**Activity**
List every place mentioned by name in the article about the coffins found at Little Massiah. Count a place and its alternate name as one.

–US-based Guyanese historian contends
WHILE there is still no clarity following the discovery of wooden coffins with bones protruding from the heavily-silted foreshore of Little Massiah (No. 71 Village), Corentyne, a US-based Guyanese professor believes the ‘shallow’ burial ground could have been privately owned.
It is believed that these persons died from a pandemic.

“It is unclear what the race of the persons was, but it is certainly people of the higher class,” said Professor Lomarsh Roopnarine, a Guyana-born historian attached to the Jackson State University, a public university in Jackson, Mississippi.
“It is presumed that these might not have been people who are anchored in that location, but they might have just settled there for the time,” the historian, who spent his childhood close to the discovery site, told the Guyana Chronicle in an interview on Monday.
The historian was cautious about noting that these were just his thoughts and not matter-of-fact conclusions, as he intends to conduct further research on the subject. He did observe, however, “The coffins had to be built for persons of the higher class, because the wood is pinewood; had to be imported, and could not have been done by working-class people.”
He believes the bones found were neither persons of African nor East Indian descent. “People who settled in these areas a hundred years ago were Indian Indentured servants; however, the persons buried might not have been indentured servants, because their bodies would have been burned, as is done now. Burying, at the time, was not part of Hindu customs,” Professor Roopnarine said.
The coffins that have been found might have also contained the bones of children, Roopnarine contends, as some of the wooden boxes are small in size. It is believed that their deaths were caused by pandemic or epidemic-related illnesses affecting Guyana during its colonial days. He would not, however, speculate on the period these coffins and the cadavers were first buried, as is being done in the public now since the discovery emerged on social media.
“It could be that they all died in a close period of time,” Professor Roopnarine alluded. “The young children might have experienced a pandemic; the bodies were placed into pine boxes, with the intention of preserving them,” he added.

**Records provided**
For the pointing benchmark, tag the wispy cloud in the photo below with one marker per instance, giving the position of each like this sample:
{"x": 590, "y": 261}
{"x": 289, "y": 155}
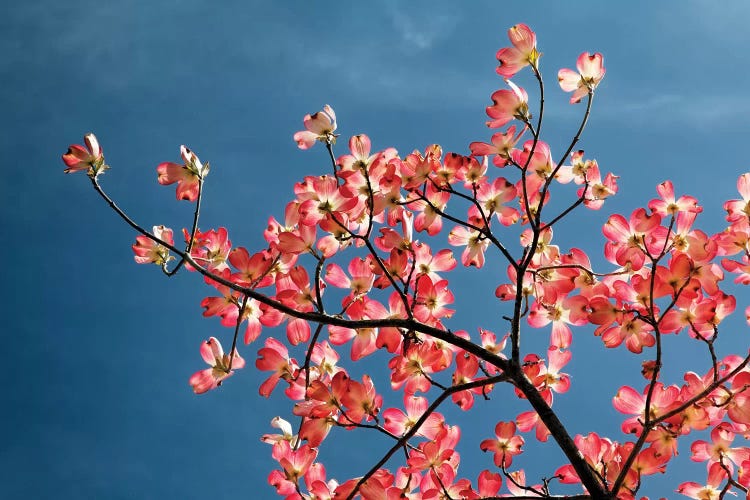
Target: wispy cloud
{"x": 420, "y": 31}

**Response box**
- Little Massiah (No. 71 Village)
- Corentyne
- Guyana
- the US
- Jackson
- Mississippi